# TEXT SHOWN
↓
January 31, 2014

Zero Escape: Virtue's Last Reward


Just over two years ago, I purchased and played through Nine Hours, Nine Persons, Nine Doors and absolutely loved it. I devoured that game, several-hour chunks at a time, right in the middle of the holiday season. (I want to say I began the game on 12/22 and finished it on 12/26.) Anyway, I gushed and gushed over it for one obscenely long paragraph here on the blog, and yet when I went back and reread that post just now, I realized just how much more I could have gushed.

I'll spare everyone that endless specific praise this time around and just say, holy shit guys, play these games. (Oh yeah - this game is that game's sequel, which I guess isn't clear based on their titles alone.) Once again, I played through the entire game in four or five days. This time though, I did it during a work week, racking up something obscene like six hours a night. I went to bed at midnight, playing this, with every intention of stopping in an hour or so, and I'd stay awake and alert right through four in the morning. It wasn't my wisest recurring decision. Honestly though, you should be prepared to do something similar when you play these games. And again, you really need to play these games. I recommend a lot of things here on the blog, but this Zero Escape series has the distinction of being something that no one else has experienced that I just absolutely loved. The last series of posts like that, for me, were 2012's A Song of Ice and Fire offerings. At the time of this writing, Nine Hours is available on Amazon for $17. Not bad, for a game that went out of print a year ago!
↑
# ROWS
↓
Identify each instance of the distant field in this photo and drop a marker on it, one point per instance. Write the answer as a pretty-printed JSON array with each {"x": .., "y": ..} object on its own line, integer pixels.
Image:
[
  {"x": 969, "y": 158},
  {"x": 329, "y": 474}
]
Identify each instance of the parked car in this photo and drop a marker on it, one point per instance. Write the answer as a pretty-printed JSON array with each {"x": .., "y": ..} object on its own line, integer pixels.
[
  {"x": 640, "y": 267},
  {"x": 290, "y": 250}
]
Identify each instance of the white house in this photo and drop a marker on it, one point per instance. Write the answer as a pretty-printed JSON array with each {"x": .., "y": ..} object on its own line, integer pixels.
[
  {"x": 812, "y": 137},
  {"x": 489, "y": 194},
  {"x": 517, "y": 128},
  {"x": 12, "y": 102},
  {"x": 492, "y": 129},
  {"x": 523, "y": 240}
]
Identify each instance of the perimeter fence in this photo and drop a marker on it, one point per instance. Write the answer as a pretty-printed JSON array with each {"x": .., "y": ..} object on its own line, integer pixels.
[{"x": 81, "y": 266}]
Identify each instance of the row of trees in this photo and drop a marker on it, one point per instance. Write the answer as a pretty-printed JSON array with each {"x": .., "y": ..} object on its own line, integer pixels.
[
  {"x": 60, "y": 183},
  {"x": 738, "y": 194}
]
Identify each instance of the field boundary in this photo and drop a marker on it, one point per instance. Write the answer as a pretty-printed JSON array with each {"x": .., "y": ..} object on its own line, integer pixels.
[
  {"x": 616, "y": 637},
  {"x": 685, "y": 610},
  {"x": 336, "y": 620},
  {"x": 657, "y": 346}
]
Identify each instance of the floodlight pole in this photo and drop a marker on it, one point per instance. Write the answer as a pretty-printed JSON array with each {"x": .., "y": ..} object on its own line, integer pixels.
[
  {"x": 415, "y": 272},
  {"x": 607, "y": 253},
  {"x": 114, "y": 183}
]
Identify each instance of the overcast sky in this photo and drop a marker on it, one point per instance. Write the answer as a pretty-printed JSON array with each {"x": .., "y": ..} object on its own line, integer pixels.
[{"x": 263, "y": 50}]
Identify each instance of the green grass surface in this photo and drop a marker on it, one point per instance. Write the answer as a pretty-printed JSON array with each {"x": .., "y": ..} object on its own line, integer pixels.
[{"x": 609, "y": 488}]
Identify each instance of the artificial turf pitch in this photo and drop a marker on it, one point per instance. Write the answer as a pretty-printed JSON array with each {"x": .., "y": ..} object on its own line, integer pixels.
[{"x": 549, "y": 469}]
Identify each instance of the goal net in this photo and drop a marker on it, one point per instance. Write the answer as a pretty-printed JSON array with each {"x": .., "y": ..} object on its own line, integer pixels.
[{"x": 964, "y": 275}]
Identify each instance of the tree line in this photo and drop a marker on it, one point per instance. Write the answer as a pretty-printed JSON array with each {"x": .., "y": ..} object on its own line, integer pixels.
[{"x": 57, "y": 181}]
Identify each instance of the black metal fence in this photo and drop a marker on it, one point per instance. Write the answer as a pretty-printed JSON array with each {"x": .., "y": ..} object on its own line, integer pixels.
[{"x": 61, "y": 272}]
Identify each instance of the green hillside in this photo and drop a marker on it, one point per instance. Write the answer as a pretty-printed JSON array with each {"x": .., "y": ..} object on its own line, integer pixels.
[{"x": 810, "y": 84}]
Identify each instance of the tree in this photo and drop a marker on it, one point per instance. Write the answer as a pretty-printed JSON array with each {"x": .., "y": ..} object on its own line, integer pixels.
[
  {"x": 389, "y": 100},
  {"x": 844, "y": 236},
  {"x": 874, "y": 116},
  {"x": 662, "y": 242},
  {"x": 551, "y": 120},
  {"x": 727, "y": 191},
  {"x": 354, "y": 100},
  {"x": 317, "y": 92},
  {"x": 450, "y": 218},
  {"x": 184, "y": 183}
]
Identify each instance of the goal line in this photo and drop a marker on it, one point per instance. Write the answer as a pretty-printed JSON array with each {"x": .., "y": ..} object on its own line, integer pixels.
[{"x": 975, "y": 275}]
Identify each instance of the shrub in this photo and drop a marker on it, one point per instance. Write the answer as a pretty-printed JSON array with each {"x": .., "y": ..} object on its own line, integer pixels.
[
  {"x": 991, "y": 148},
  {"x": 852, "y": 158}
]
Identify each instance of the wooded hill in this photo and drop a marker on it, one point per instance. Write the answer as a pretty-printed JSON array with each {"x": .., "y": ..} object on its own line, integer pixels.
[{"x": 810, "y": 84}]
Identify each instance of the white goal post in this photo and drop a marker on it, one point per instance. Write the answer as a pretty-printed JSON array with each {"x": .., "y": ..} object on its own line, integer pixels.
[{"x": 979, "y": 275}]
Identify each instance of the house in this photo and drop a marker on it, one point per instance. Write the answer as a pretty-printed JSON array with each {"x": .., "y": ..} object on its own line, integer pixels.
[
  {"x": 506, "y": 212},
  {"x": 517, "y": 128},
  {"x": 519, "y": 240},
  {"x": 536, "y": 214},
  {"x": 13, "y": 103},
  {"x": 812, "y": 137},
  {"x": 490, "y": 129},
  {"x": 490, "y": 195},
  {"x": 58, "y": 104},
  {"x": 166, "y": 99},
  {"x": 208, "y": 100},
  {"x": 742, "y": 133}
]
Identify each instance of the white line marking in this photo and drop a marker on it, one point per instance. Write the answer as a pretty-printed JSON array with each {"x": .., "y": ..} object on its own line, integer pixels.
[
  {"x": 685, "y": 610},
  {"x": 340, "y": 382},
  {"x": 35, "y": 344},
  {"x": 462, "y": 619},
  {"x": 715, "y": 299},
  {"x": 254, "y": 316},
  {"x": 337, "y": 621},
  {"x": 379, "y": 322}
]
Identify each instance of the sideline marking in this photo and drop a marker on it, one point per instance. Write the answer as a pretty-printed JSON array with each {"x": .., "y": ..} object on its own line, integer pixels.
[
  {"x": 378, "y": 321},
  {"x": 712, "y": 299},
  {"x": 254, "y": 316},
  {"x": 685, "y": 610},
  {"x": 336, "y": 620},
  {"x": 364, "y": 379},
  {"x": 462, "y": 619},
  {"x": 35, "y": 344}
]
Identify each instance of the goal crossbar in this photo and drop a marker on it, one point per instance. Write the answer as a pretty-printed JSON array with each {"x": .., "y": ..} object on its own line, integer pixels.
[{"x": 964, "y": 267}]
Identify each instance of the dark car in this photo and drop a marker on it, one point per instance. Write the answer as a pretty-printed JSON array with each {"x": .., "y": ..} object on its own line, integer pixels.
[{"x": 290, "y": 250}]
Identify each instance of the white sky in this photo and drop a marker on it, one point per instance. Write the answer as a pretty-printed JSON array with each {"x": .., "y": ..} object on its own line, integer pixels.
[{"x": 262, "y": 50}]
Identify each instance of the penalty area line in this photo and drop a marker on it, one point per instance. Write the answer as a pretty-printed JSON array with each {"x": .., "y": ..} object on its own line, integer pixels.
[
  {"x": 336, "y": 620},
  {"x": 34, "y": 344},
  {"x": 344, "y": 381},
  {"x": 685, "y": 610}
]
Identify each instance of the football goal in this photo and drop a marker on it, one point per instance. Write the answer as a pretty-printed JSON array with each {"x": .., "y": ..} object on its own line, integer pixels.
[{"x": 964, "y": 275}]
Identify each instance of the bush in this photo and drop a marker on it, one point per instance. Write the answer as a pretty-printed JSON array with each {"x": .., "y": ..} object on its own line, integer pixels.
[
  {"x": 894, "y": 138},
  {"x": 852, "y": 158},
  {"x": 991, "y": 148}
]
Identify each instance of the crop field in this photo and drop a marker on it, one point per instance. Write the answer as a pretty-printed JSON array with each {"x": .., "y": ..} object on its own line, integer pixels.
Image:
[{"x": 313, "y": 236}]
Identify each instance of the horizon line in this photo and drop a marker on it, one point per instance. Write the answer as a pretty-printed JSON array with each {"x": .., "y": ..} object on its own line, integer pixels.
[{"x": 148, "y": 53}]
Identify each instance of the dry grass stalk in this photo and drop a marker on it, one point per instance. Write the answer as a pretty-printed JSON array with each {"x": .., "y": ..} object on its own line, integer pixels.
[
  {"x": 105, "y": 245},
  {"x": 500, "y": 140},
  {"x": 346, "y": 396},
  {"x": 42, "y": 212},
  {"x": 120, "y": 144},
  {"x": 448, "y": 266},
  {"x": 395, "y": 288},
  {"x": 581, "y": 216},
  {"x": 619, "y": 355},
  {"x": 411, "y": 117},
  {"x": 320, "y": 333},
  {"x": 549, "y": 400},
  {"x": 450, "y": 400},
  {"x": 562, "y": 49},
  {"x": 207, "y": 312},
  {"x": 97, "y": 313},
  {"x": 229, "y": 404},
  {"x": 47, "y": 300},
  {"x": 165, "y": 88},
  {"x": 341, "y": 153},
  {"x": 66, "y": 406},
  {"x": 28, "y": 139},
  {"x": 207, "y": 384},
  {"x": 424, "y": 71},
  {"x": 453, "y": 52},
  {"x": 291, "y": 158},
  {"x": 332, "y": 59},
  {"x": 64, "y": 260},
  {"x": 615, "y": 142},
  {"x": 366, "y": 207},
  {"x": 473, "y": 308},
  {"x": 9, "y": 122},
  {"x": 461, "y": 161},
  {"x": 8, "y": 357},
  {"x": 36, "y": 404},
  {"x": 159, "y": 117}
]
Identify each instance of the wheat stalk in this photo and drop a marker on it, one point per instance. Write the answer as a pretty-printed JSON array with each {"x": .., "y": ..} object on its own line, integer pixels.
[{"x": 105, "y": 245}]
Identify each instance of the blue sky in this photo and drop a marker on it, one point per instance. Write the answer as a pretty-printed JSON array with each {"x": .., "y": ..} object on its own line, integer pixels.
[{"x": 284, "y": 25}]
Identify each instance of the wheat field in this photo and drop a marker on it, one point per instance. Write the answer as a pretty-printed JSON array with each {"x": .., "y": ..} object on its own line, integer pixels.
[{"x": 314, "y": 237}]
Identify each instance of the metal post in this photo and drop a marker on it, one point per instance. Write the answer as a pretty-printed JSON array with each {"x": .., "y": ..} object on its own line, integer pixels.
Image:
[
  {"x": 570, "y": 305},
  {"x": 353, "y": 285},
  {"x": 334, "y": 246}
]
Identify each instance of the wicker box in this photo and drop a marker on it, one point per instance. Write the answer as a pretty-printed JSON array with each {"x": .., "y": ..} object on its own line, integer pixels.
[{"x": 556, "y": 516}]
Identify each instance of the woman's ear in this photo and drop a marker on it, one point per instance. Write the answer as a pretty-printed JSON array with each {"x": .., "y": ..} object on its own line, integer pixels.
↑
In the Zero Escape blog post, what price does the writer give for Nine Hours, Nine Persons, Nine Doors on Amazon?

# SOLVED EXERCISE
$17